(Beginning of Information shown)
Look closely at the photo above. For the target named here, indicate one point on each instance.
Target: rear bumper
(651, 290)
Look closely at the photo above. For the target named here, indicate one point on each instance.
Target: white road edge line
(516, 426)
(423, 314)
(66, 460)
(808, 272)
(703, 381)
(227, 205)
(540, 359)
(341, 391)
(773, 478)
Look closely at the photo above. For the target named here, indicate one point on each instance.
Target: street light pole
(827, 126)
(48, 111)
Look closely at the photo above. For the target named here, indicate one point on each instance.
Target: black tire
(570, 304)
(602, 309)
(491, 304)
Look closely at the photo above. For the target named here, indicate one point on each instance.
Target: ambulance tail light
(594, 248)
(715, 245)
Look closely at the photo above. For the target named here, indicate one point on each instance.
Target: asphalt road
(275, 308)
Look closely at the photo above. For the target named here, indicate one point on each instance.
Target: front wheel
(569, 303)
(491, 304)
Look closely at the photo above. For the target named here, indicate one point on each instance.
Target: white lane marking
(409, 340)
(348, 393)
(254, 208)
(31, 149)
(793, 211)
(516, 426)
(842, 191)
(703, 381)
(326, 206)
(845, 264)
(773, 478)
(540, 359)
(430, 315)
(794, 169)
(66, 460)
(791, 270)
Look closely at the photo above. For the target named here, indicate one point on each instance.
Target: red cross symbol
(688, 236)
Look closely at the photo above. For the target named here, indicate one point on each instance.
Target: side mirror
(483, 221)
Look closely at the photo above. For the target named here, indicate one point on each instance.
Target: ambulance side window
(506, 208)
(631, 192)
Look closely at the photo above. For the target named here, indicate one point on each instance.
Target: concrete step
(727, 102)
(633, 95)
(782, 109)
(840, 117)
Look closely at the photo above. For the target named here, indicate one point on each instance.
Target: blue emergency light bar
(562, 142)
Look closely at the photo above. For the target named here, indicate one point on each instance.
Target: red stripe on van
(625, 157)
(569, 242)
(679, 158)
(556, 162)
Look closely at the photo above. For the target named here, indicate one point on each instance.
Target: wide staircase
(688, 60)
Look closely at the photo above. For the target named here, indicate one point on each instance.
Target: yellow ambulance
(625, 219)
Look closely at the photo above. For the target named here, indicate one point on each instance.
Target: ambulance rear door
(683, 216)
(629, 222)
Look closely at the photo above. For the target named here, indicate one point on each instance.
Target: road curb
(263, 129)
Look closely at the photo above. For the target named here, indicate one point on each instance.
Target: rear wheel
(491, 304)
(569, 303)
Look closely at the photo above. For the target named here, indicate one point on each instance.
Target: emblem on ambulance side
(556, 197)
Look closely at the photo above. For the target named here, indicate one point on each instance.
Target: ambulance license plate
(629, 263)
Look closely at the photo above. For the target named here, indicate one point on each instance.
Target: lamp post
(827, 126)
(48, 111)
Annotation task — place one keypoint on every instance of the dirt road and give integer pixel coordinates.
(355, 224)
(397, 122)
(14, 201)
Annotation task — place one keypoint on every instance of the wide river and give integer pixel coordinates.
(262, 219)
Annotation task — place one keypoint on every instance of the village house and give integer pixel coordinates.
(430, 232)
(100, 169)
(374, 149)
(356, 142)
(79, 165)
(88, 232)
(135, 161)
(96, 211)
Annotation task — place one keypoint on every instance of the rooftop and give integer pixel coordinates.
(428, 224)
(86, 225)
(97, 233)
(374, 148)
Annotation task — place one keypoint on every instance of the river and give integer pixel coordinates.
(End of Information shown)
Your objective
Exactly reproduce every line found in the records.

Answer area
Look closely at the photo above. For the target named here, indicate one point on each instance.
Target: rear bumper
(651, 290)
Look closely at the photo above. For the target named here, indicate one point on each instance.
Target: white road edge line
(516, 426)
(423, 314)
(66, 460)
(808, 272)
(703, 381)
(227, 205)
(540, 359)
(341, 391)
(773, 478)
Look closely at the photo above. For the target named here, indicate one point on each instance.
Target: street light pole
(827, 126)
(48, 111)
Look closely at the photo above. For the target named here, indicate one point on each instance.
Target: black tire
(570, 304)
(602, 309)
(491, 304)
Look closely at the photo above. For the target named here, indicate one point on each instance.
Target: ambulance tail light
(594, 248)
(715, 245)
Look closely at the photo above. For the target named here, indicate one point on each instance.
Target: asphalt road
(275, 308)
Look closely at the photo above. For the target named here, indicate one point on each instance.
Target: front wheel
(569, 303)
(491, 304)
Look closely at the photo above. For the target named here, indicate one point on each instance.
Target: white lane marking
(409, 340)
(348, 393)
(254, 208)
(31, 149)
(793, 211)
(516, 426)
(842, 191)
(703, 381)
(326, 206)
(845, 264)
(773, 478)
(540, 359)
(430, 315)
(794, 169)
(66, 460)
(791, 270)
Look closely at the photo above. For the target named here, indicate one point on each instance.
Target: red cross symbol
(688, 236)
Look closely at the photo above. For the target named here, indicate one point on each instance.
Target: side mirror
(483, 221)
Look closely at the photo above. For the target named here, indicate one point on each instance.
Target: ambulance side window
(506, 208)
(631, 192)
Look closely at the photo above. For the target named here, indicate one point on each instance.
Target: concrete step
(727, 102)
(633, 95)
(782, 109)
(840, 117)
Look closely at the photo above. For the target named here, indicate one point on each instance.
Target: blue emergency light bar
(562, 142)
Look closely at the photo above. For the target named here, indicate one point on each instance.
Target: red stripe on van
(625, 157)
(569, 242)
(679, 158)
(556, 162)
Look closely at the photo above. For the target named here, indicate one point on each instance.
Target: wide staircase
(688, 60)
Look closely at the photo above. For the target named here, indicate one point on each instance.
Target: yellow ambulance
(625, 219)
Look closely at the photo above. For the target named here, indicate one point on each instance.
Target: ambulance rear door
(683, 216)
(629, 222)
Look closely at the photo above. For the target named here, indicate one point on each instance.
Target: road curb
(263, 129)
Look closely at the photo above. For the target named here, indicate one point on each instance.
Target: rear wheel
(491, 304)
(569, 303)
Look closely at the photo above. For the target named here, indicate one point on each instance.
Target: emblem on ambulance side
(556, 197)
Look closely at the photo above. For the target named here, indicate one point on each instance.
Target: ambulance license plate
(629, 263)
Look closely at the photo above. For the target named here, indicate one point on each instance.
Target: lamp post
(827, 126)
(48, 111)
Annotation task — place one keypoint on every instance of the dirt road and give integer pixel coordinates.
(355, 224)
(397, 122)
(14, 201)
Annotation task — place one keypoint on every instance of the wide river and give integer pixel coordinates.
(262, 219)
Annotation task — place one keypoint on every instance of the village house and give integer pixel coordinates.
(430, 232)
(100, 169)
(374, 149)
(356, 142)
(79, 165)
(88, 232)
(135, 161)
(96, 211)
Annotation task — place one keypoint on every instance of the rooftop and give integer pixel coordinates.
(428, 224)
(86, 225)
(97, 233)
(374, 148)
Annotation task — place one keypoint on every instance of the river and give integer pixel coordinates.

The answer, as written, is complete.